=== DOCUMENT EXCERPT ===
Relative Utilization of Interventional Radiology Guided Fine Needle Aspiration Biopsy and Core Needle Biopsy for the Investigation of Renal Masses.
Jasreman Dhillon, Marilyn Dawlett, Sanjay Gupta, Kamran Ahrar, Michael Wallace, Ashutosh Lodhi, Savitri Krishnamurthy. MD Anderson Cancer Center, Houston, TX
Background: Renal masses can be sampled either by fine needle aspiration (FNA) or by thin core needle biopsy (CNB). In a state of the art institution where interventional radiology and pathology support is available including immediate assessment, we undertook this study to evaluate the relative utilization and efficacy of both these techniques in the preoperative investigation of renal masses.
Design: We searched our pathology files from January 2009 to December 2009 for patients with renal masses who were subjected to FNA and CNB, only FNA or CNB. Pathological parameters reviewed: size of the lesion, diagnosis on FNA/CNB and any ancillary techniques performed on both the types of specimens. Findings were correlated with surgical resection or clinical follow up. The relative sensitivities of FNA and CNB were compared by McNemar's test.
Results: We studied 179 patients; 145 underwent FNA and CNB, 20 FNA and 14 CNB alone. In the former group, a definite diagnosis was rendered on FNA in116 (80 %) patients in comparison to 134 (92 %) on CNB. While FNA alone was diagnostic of malignancy in 6/145 (4%) patients, CNB alone was positive in 22/145 (!5%) of the patients. The results of FNA alone performed in 20 patients yielded concordant result in all patients (100%) (16 malignant and 4 benign cysts,); CNB alone performed in 14 patients yielded concordant results in 13/14 (93 %) patients. Ancillary immunohistochemical studies were performed predominantly on CNB specimens in comparison to FNA (50 % vs 10 %).

=== RECORDS SUPPLIED ===
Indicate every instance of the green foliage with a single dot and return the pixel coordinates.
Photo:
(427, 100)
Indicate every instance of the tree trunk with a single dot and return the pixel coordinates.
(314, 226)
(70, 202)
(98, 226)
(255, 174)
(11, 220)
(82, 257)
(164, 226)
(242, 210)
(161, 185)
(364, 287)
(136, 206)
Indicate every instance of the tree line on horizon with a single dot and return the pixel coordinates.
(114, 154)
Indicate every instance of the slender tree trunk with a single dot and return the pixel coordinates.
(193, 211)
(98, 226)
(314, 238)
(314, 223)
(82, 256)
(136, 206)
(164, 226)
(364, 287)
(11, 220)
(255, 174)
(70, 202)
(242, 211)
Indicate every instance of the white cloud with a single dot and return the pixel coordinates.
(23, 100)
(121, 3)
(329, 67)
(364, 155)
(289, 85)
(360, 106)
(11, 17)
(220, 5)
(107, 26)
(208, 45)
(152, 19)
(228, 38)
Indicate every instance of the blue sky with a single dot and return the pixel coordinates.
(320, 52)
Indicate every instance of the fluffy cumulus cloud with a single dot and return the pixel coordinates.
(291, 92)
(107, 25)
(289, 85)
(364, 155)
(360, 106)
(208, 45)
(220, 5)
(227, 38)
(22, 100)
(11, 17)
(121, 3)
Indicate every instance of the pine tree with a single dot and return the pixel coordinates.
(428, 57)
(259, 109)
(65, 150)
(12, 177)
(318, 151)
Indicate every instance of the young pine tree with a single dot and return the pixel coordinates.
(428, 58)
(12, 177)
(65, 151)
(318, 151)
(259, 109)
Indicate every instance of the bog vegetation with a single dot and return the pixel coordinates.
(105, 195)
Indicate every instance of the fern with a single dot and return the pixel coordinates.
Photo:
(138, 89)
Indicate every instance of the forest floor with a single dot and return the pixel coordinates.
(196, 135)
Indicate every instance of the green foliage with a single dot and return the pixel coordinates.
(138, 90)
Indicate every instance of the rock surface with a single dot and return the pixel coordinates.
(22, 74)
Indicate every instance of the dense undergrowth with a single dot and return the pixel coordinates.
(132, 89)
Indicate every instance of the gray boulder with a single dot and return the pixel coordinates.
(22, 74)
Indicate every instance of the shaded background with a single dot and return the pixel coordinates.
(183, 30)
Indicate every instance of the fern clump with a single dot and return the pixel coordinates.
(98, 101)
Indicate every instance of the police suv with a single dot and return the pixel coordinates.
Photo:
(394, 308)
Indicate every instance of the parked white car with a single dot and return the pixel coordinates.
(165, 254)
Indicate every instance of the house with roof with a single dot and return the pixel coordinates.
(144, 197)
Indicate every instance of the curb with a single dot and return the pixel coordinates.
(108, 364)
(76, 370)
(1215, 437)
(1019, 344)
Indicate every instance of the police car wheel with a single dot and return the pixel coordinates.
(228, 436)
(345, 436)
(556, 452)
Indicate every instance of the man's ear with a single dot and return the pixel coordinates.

=== PROBLEMS AND TASKS ===
1) List every author named in the renal mass biopsy abstract.
2) From the renal mass biopsy abstract, quote the passage starting at "Design: We searched" and ending at "by McNemar's test.".
3) Extend the renal mass biopsy abstract past its final sentence.
The records are separate material and have nothing to do with the renal mass biopsy abstract.

=== TASK-BY-TASK ANSWERS ===
1) Jasreman Dhillon, Marilyn Dawlett, Sanjay Gupta, Kamran Ahrar, Michael Wallace, Ashutosh Lodhi, Savitri Krishnamurthy

2)
Design: We searched our pathology files from January 2009 to December 2009 for patients with renal masses who were subjected to FNA and CNB, only FNA or CNB. Pathological parameters reviewed: size of the lesion, diagnosis on FNA/CNB and any ancillary techniques performed on both the types of specimens. Findings were correlated with surgical resection or clinical follow up. The relative sensitivities of FNA and CNB were compared by McNemar's test.

3)
Overall definite diagnosis was rendered on 127/156(81%) patients by FNA and in 134/148 (91%) patients by CNB. The sensitivity of CNB was significantly better than FNA using surgical resection and/or clinical follow up as the gold standard, (p=0.0137),
Conclusions: 1.FNA was utilized more often than CNB for the initial investigation of renal masses 2. We found CNB to be significantly better than FNA for the investigation of renal masses. 3. Although both techniques can be utilized for rendering a definite diagnosis, it is prudent to procure tissue using both modalities if possible due to the chances of discordant results using either technique alone.4. While both CNB and FNA can yield definite results based on conventional morphological examination, CNB was preferred over FNA in cases requiring ancillary studies for rendering a definite diagnosis.